● Task set
a: Summarize the passage on the Lustyik bribery indictment in two sentences.
b: Continue the passage on the Lustyik bribery indictment from its last sentence.

*** Page extract ***

According to the indictment, Robert Lustyik was an FBI special agent until September 2012, assigned to counterintelligence work in White Plains, N.Y. The indictment also states that from at least June 2011, the three alleged conspirators had a business relationship involving the pursuit of contracts for security services, electric power and energy development, among other things, in the Middle East, Africa and elsewhere.
The indictment alleges that in September 2011, Taylor learned of a federal criminal investigation, begun in Utah in 2010, into whether Taylor, his business and others committed fraud in the award and performance of a contract with the U.S. Department of Defense.
Soon thereafter, Taylor allegedly began to give and offer things of value to Lustyik in exchange for Lustyik’s agreement to use his official position to impair and impede the Utah investigation. The indictment also alleges that Thaler, a childhood friend of Lustyik’s, served as a conduit between Taylor and Lustyik, passing information and things of value.
Specifically, the indictment charges that Taylor offered Lustyik a $200,000 cash payment; money purportedly for the medical expenses of Lustyik’s minor child; and a share in the proceeds of several anticipated contracts worth millions of dollars.
According to the indictment, Lustyik used his official FBI position to impede the Utah investigation by, among other things, designating Taylor as an FBI confidential source, texting and calling the Utah investigators and prosecutors to dissuade them from charging Taylor and attempting to interview potential witnesses and targets in the Utah investigation. As alleged in the indictment, Lustyik wrote to Taylor that he was going to interview one of Taylor’s co-defendants and “blow the doors off this thing.” Referring to the Utah investigation, Lustyik also allegedly assured Taylor that he would not stop in his “attempt to sway this your way.”

*** Records provided ***

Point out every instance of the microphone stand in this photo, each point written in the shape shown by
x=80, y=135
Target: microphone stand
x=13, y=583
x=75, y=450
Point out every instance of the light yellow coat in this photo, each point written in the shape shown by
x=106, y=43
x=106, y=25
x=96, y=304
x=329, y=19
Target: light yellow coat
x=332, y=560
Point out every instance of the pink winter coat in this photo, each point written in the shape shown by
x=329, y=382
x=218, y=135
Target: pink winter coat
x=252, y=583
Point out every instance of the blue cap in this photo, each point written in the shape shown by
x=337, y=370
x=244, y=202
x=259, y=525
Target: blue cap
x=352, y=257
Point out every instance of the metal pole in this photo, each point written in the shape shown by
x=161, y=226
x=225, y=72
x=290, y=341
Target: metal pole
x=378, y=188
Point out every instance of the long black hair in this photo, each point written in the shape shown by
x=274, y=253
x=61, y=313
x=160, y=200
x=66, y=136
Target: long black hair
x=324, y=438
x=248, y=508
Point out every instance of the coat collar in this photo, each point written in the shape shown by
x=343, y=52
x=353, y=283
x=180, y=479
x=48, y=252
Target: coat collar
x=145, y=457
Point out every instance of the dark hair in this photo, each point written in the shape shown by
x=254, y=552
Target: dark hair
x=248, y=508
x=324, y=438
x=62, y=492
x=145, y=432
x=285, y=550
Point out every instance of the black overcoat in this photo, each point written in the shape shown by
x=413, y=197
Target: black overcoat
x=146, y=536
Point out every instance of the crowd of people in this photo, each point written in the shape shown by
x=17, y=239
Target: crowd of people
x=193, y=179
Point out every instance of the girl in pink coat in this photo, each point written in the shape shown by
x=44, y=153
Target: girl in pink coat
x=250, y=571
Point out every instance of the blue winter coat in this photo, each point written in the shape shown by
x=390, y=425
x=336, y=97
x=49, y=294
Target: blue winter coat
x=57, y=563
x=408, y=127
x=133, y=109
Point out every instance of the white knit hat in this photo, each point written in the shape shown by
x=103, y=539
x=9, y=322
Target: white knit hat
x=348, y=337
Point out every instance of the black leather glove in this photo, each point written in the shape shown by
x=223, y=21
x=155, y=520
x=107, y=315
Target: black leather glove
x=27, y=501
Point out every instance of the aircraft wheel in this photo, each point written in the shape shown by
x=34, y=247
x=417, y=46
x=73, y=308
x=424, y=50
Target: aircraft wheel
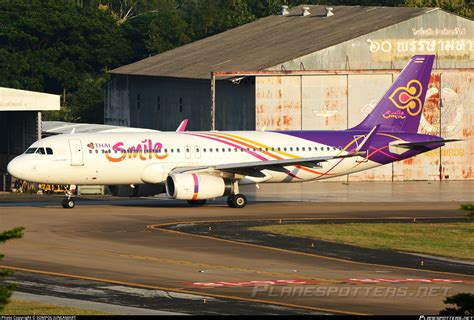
x=239, y=201
x=196, y=203
x=230, y=200
x=68, y=203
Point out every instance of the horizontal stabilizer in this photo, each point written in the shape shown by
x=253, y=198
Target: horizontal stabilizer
x=421, y=144
x=254, y=168
x=365, y=144
x=399, y=147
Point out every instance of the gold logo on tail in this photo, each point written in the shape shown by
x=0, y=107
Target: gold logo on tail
x=408, y=97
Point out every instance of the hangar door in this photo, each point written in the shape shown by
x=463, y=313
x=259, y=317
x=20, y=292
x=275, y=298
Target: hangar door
x=76, y=152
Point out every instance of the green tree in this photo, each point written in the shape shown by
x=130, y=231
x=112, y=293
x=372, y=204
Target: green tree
x=464, y=303
x=6, y=291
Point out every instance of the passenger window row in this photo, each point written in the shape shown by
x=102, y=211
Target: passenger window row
x=291, y=149
x=47, y=151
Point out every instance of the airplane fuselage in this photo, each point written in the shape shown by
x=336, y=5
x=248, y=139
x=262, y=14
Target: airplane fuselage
x=119, y=158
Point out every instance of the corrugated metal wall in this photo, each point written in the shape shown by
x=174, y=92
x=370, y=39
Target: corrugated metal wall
x=340, y=101
x=448, y=36
x=18, y=130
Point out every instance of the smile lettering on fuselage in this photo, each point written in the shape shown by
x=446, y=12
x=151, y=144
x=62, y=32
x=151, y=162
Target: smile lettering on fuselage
x=146, y=150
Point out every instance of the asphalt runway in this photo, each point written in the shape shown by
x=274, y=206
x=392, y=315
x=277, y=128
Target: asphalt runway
x=130, y=244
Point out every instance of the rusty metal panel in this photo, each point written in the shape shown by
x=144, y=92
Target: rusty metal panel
x=365, y=90
x=324, y=102
x=424, y=166
x=457, y=122
x=278, y=102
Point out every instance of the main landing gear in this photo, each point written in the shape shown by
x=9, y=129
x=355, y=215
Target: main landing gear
x=196, y=203
x=236, y=201
x=68, y=203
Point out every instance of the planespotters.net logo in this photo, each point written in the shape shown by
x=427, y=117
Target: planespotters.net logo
x=446, y=318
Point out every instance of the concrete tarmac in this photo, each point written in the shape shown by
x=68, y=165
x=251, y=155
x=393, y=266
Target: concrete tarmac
x=114, y=243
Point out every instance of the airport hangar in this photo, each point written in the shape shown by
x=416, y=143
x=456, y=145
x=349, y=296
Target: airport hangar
x=261, y=75
x=20, y=124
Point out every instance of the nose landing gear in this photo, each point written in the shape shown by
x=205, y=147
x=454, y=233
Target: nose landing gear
x=68, y=202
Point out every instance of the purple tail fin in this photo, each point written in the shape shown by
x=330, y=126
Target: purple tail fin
x=400, y=108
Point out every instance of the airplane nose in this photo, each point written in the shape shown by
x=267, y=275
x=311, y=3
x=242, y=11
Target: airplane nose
x=16, y=168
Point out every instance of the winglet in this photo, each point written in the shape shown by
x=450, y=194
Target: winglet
x=365, y=144
x=182, y=126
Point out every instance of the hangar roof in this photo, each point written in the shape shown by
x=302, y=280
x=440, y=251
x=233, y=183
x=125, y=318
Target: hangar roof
x=270, y=41
x=23, y=100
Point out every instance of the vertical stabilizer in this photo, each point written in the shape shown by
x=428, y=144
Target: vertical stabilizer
x=400, y=108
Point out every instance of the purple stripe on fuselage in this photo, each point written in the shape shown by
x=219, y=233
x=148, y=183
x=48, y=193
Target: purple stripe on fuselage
x=343, y=138
x=230, y=144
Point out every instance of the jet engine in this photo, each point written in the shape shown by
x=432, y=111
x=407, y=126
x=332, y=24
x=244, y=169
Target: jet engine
x=195, y=186
x=142, y=190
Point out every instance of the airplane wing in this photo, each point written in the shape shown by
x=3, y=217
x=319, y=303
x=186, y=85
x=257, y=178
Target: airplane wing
x=254, y=168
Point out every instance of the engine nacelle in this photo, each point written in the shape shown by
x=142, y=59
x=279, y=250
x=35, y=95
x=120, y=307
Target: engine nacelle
x=194, y=186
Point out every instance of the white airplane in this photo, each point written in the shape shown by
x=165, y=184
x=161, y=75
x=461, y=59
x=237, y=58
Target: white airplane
x=196, y=166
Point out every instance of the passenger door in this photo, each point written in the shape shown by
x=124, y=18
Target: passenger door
x=75, y=146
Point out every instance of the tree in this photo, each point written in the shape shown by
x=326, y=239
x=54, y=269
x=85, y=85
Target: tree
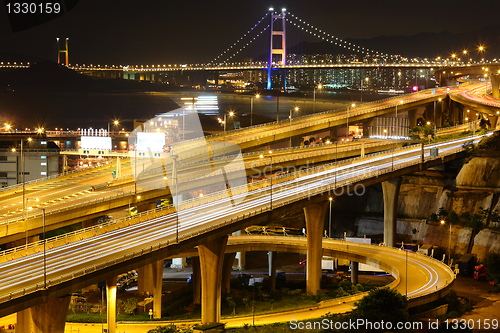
x=382, y=304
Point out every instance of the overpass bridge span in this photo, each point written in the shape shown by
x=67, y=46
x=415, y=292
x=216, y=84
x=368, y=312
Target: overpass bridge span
x=75, y=265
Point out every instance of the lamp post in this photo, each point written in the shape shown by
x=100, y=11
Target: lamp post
x=336, y=150
x=251, y=108
x=330, y=219
x=314, y=96
x=26, y=219
x=400, y=102
x=231, y=113
x=406, y=275
x=271, y=157
x=347, y=126
x=174, y=176
x=296, y=109
x=115, y=122
x=44, y=246
x=253, y=301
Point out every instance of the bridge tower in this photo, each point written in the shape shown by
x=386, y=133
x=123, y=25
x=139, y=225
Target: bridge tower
x=65, y=51
x=277, y=42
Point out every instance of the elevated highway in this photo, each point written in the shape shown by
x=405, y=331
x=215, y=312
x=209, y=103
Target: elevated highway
x=70, y=199
x=73, y=266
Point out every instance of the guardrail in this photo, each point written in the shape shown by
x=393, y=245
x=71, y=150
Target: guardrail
x=189, y=201
x=416, y=97
x=40, y=180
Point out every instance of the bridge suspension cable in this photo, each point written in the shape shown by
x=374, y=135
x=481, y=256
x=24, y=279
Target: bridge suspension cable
x=314, y=31
x=240, y=39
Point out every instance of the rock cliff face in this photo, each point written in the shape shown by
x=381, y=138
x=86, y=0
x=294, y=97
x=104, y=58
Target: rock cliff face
x=474, y=187
x=480, y=172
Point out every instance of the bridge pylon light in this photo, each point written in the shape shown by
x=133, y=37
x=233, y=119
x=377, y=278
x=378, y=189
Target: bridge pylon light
x=65, y=51
x=277, y=47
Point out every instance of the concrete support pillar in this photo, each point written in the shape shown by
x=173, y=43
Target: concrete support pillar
x=158, y=283
x=315, y=221
x=227, y=268
x=178, y=263
x=354, y=272
x=390, y=189
x=211, y=261
x=49, y=317
x=412, y=117
x=271, y=257
x=111, y=304
x=196, y=280
x=240, y=256
x=495, y=85
x=145, y=280
x=24, y=321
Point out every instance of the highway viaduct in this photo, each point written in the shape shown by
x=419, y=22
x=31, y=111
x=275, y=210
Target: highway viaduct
x=211, y=244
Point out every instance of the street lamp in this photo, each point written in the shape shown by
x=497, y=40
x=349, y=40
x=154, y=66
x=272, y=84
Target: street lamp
x=449, y=242
x=115, y=122
x=251, y=108
x=400, y=102
x=347, y=128
x=314, y=96
x=330, y=220
x=44, y=248
x=271, y=157
x=231, y=113
x=296, y=109
x=26, y=219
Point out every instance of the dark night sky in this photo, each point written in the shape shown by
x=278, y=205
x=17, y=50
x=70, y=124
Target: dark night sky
x=166, y=31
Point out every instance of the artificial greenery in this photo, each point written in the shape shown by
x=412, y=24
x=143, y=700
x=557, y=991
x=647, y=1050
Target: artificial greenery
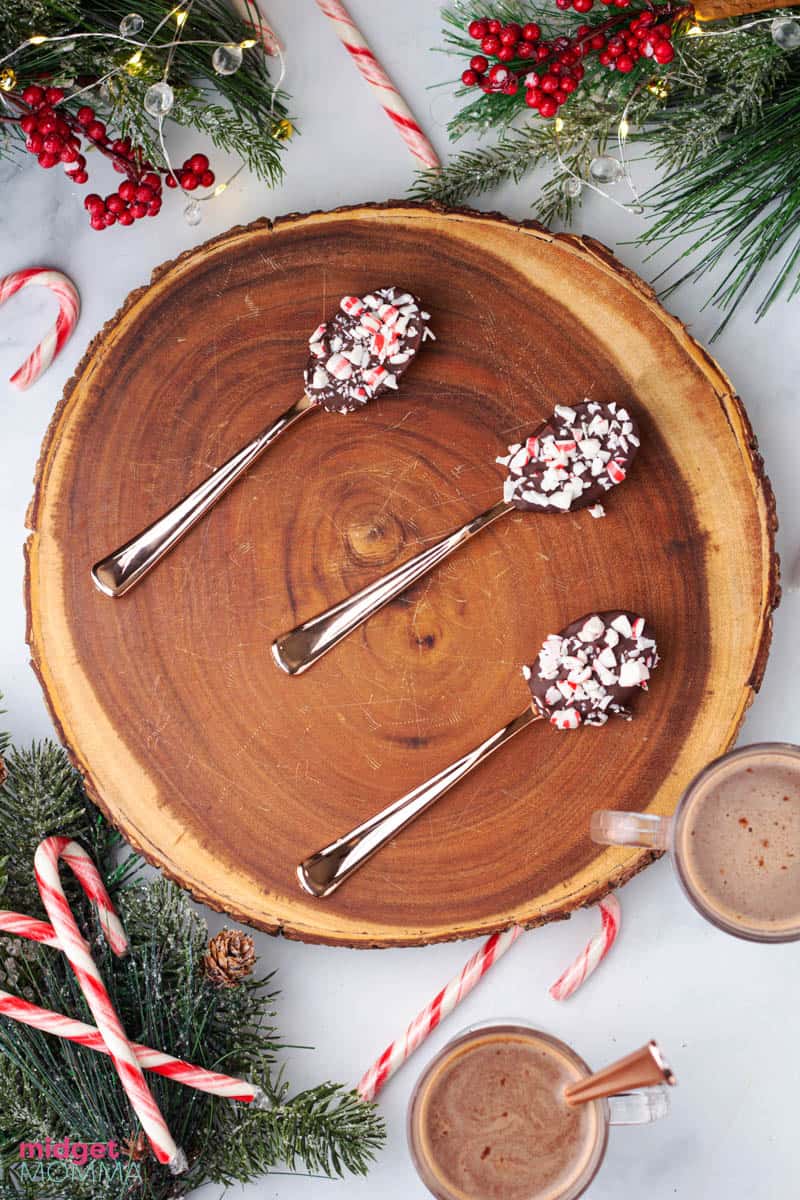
x=722, y=123
x=240, y=113
x=52, y=1087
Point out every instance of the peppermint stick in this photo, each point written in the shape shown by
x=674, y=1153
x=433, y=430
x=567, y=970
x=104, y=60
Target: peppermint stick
x=65, y=292
x=46, y=867
x=391, y=101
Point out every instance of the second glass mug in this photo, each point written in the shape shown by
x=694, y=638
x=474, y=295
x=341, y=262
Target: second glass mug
x=674, y=834
x=636, y=1107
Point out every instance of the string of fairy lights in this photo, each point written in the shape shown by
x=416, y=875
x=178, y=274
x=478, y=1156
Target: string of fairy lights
x=605, y=169
x=160, y=99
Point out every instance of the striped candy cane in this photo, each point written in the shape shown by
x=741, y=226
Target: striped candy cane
x=65, y=292
x=48, y=1021
x=422, y=1025
x=391, y=101
x=593, y=953
x=396, y=1053
x=46, y=867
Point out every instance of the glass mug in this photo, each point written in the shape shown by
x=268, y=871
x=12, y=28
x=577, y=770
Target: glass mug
x=487, y=1119
x=734, y=841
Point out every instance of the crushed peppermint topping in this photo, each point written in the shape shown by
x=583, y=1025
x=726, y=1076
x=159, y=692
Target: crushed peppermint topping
x=572, y=459
x=591, y=670
x=365, y=348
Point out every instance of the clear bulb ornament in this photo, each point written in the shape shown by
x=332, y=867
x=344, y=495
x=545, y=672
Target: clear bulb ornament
x=227, y=59
x=786, y=33
x=131, y=25
x=605, y=169
x=158, y=99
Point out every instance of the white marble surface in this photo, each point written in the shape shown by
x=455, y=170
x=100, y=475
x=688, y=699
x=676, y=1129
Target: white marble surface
x=726, y=1011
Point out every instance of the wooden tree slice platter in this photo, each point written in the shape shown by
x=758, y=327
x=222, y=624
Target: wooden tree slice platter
x=223, y=771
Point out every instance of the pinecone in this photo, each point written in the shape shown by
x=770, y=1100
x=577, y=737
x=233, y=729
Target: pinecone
x=136, y=1147
x=230, y=958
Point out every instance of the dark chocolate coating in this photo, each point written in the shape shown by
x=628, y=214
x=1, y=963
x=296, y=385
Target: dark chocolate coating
x=365, y=348
x=591, y=670
x=572, y=459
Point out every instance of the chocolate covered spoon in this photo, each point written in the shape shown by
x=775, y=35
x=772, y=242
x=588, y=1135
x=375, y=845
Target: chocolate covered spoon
x=570, y=462
x=355, y=357
x=583, y=676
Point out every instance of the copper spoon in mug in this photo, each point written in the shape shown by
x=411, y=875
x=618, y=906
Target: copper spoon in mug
x=355, y=357
x=573, y=457
x=581, y=677
x=643, y=1068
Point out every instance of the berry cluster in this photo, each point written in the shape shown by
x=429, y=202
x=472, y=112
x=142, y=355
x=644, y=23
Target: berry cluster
x=54, y=135
x=551, y=71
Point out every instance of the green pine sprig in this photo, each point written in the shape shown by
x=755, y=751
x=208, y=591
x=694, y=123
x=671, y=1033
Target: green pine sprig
x=722, y=123
x=52, y=1087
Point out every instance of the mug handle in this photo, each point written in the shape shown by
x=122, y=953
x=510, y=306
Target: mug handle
x=609, y=828
x=641, y=1107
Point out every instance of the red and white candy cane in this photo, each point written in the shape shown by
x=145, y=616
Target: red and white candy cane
x=391, y=101
x=422, y=1025
x=47, y=1021
x=46, y=867
x=397, y=1053
x=593, y=953
x=66, y=293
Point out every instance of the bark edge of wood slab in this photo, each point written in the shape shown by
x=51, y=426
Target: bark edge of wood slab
x=226, y=773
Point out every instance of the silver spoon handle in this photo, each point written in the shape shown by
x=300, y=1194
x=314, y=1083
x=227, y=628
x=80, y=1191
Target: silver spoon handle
x=120, y=571
x=300, y=648
x=324, y=871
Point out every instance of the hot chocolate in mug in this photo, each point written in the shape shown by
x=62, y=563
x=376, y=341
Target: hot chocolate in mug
x=734, y=841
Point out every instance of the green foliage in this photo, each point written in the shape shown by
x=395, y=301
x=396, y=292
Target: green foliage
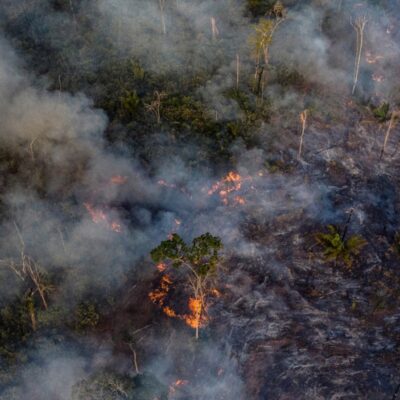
x=336, y=248
x=86, y=317
x=15, y=326
x=202, y=255
x=381, y=113
x=129, y=104
x=185, y=112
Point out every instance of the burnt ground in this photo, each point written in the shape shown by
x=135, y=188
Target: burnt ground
x=292, y=325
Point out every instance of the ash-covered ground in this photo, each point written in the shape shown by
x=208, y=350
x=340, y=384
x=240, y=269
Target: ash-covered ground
x=260, y=122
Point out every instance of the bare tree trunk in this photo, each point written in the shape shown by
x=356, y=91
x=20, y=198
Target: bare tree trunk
x=31, y=310
x=214, y=28
x=303, y=119
x=359, y=27
x=387, y=135
x=237, y=71
x=134, y=359
x=163, y=27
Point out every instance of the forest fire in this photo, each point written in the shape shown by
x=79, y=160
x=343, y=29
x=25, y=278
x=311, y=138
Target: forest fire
x=232, y=182
x=118, y=180
x=98, y=216
x=196, y=318
x=177, y=384
x=372, y=59
x=378, y=78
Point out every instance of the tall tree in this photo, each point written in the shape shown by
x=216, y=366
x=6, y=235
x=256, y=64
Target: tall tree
x=198, y=261
x=359, y=27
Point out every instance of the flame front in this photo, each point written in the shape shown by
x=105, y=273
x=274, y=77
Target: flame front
x=371, y=59
x=232, y=182
x=177, y=384
x=194, y=319
x=98, y=216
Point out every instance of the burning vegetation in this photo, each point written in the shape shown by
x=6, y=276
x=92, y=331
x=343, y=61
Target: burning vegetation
x=199, y=200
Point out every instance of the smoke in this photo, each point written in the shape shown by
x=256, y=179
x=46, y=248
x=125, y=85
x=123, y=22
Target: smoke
x=75, y=203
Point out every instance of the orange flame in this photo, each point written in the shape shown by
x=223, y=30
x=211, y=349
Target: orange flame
x=158, y=296
x=195, y=307
x=371, y=59
x=230, y=183
x=161, y=267
x=99, y=216
x=178, y=383
x=118, y=180
x=378, y=78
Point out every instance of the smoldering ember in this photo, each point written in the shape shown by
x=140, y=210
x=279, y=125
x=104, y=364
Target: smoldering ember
x=199, y=200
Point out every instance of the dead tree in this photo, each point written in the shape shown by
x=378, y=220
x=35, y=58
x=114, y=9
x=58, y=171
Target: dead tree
x=163, y=27
x=392, y=123
x=237, y=71
x=359, y=27
x=303, y=119
x=214, y=28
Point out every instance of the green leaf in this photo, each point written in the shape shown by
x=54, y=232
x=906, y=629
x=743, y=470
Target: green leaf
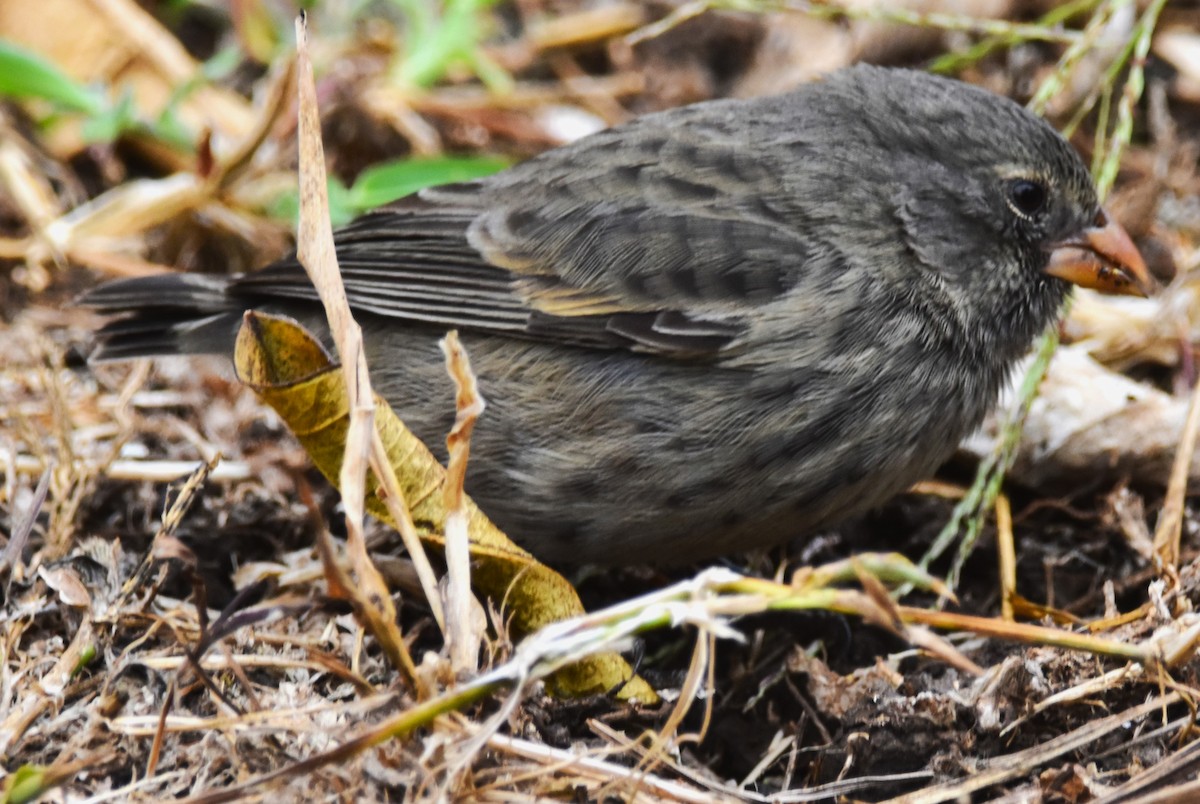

***

● Replies
a: The indictment alleges that after Taylor learned in September 2011 of a federal fraud investigation in Utah into him and his business, he offered FBI special agent Robert Lustyik things of value, including a $200,000 cash payment, money for the medical expenses of Lustyik's minor child and a share of anticipated contracts, with Thaler passing information and things of value between them. In exchange, Lustyik allegedly used his official position to impede the Utah investigation by designating Taylor as an FBI confidential source, contacting the Utah investigators and prosecutors to dissuade them from charging Taylor and attempting to interview potential witnesses and targets.

b:
According to the indictment, Lustyik, Taylor and Thaler attempted to conceal the full extent of Lustyik’s relationship with Taylor from the Utah prosecutors and agents, including by making and planning to make material misrepresentations and omissions to federal law enforcement involved in the investigation of Taylor.
For example, the indictment alleges that on Sept. 8, 2012, after Taylor was searched at the border and his computer seized, Lustyik sent a text message to Thaler, stating: “You might have to save me and testify that only you r doing business.” Nine days later, according to the indictment, Thaler told federal law enforcement agents – in a voluntary, recorded interview – that Lustyik was not involved in Taylor’s and Thaler’s business.
The pair also allegedly used an email “dead drop” to avoid leaving a record of their interactions and used the names of football teams and nicknames as part of their coded communications.
Taylor and Lustyik were both previously arrested on prior criminal complaints in this case. Taylor has been detained pending trial and Lustyik received a $2 million bond. Thaler is expected to surrender to authorities tomorrow.
If convicted, the defendants each face a maximum potential penalty of five years in prison on the conspiracy charge, 20 years in prison on each of the wire fraud charges, 10 years in prison on the obstruction of justice charge and five years in prison on the obstruction of an agency proceeding charge. Each charge also carries a maximum $250,000 fine, or twice the gross gain or loss from the offense. The indictment also seeks forfeiture of any proceeds traceable to the conspiracy, wire fraud and obstruction of justice offenses.
The case is being investigated by the Department of Justice Office of the Inspector General and prosecuted by Trial Attorneys Kevin Driscoll and Maria Lerner of the Criminal Division’s Public Integrity Section; Acting Deputy Chief Pamela Hicks, Acting Assistant Deputy Chief Jeannette Gunderson and Trial Attorney Ann Marie Blaylock of the Criminal Division’s Asset Forfeiture and Money Laundering Section; and Assistant U.S. Attorney Carlos Esqueda.
The charges and allegations contained in the indictment are merely accusations and the defendants are presumed innocent unless and until proven guilty.